▶ [MATERIAL SHOWN]
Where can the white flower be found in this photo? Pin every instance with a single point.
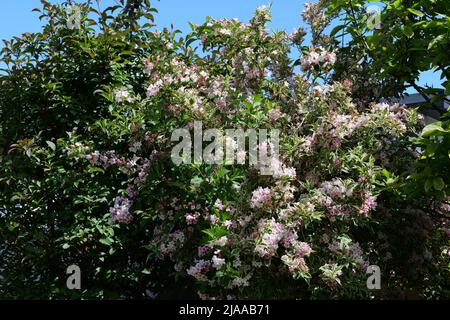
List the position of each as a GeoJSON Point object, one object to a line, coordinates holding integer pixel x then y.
{"type": "Point", "coordinates": [217, 262]}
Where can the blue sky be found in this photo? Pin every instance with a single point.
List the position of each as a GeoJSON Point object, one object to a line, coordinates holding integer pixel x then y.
{"type": "Point", "coordinates": [16, 16]}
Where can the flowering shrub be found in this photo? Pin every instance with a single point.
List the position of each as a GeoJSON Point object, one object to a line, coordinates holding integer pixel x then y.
{"type": "Point", "coordinates": [94, 185]}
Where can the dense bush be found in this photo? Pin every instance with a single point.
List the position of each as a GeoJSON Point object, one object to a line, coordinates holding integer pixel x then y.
{"type": "Point", "coordinates": [86, 119]}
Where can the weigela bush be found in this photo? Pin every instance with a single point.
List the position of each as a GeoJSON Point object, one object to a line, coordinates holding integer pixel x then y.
{"type": "Point", "coordinates": [87, 176]}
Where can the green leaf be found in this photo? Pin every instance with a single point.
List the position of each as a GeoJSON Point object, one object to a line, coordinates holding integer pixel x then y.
{"type": "Point", "coordinates": [51, 145]}
{"type": "Point", "coordinates": [146, 271]}
{"type": "Point", "coordinates": [435, 41]}
{"type": "Point", "coordinates": [416, 12]}
{"type": "Point", "coordinates": [106, 241]}
{"type": "Point", "coordinates": [438, 183]}
{"type": "Point", "coordinates": [428, 184]}
{"type": "Point", "coordinates": [431, 128]}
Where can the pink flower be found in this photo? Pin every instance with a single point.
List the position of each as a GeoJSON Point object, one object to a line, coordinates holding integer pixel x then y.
{"type": "Point", "coordinates": [369, 203]}
{"type": "Point", "coordinates": [217, 262]}
{"type": "Point", "coordinates": [261, 197]}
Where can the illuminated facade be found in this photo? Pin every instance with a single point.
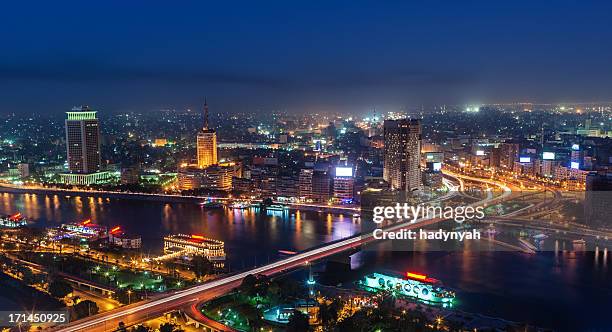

▶ [EXERCISE BRIEF] Swap "photo" for "image" throughout the records above and write them out again with nothing else altered. Leave the pictures out.

▶ [REPLY]
Where can the white flower be found in this image? Pin every instance with a single point.
List the position of each as a GeoJSON Point object, one object to a line, coordinates holding integer pixel x then y.
{"type": "Point", "coordinates": [217, 262]}
Where can the blue sky be found in this image? Pin every instance with a single point.
List the position of each as a GeoJSON Point object, one object to a line, coordinates holding integer pixel x then y.
{"type": "Point", "coordinates": [16, 16]}
Where can the flowering shrub be found in this image? Pin every instance with a single point.
List the position of each as a GeoJSON Point object, one object to a line, coordinates holding integer pixel x then y.
{"type": "Point", "coordinates": [94, 185]}
Where can the dense bush be found in this image? Pin every instance with a single point.
List the position of each as a GeoJSON Point object, one object to a line, coordinates holding integer pixel x then y.
{"type": "Point", "coordinates": [86, 119]}
Where can the weigela bush be found in this image? Pin every instance with a single point.
List the position of each as a GeoJSON Point object, one object to a line, coordinates holding integer pixel x then y.
{"type": "Point", "coordinates": [87, 176]}
Where can the green leaf be found in this image? Pin every instance with a single point.
List the position of each as a GeoJSON Point object, one object to a line, coordinates holding integer pixel x then y.
{"type": "Point", "coordinates": [51, 145]}
{"type": "Point", "coordinates": [146, 271]}
{"type": "Point", "coordinates": [435, 41]}
{"type": "Point", "coordinates": [416, 12]}
{"type": "Point", "coordinates": [106, 241]}
{"type": "Point", "coordinates": [438, 183]}
{"type": "Point", "coordinates": [428, 184]}
{"type": "Point", "coordinates": [431, 128]}
Where can the pink flower be found in this image? Pin every instance with a single point.
List the position of each as a GeoJSON Point object, one object to a line, coordinates holding integer pixel x then y.
{"type": "Point", "coordinates": [369, 203]}
{"type": "Point", "coordinates": [217, 262]}
{"type": "Point", "coordinates": [261, 197]}
Where can the illuminated facade be found in this image? Pin every instance with a single point.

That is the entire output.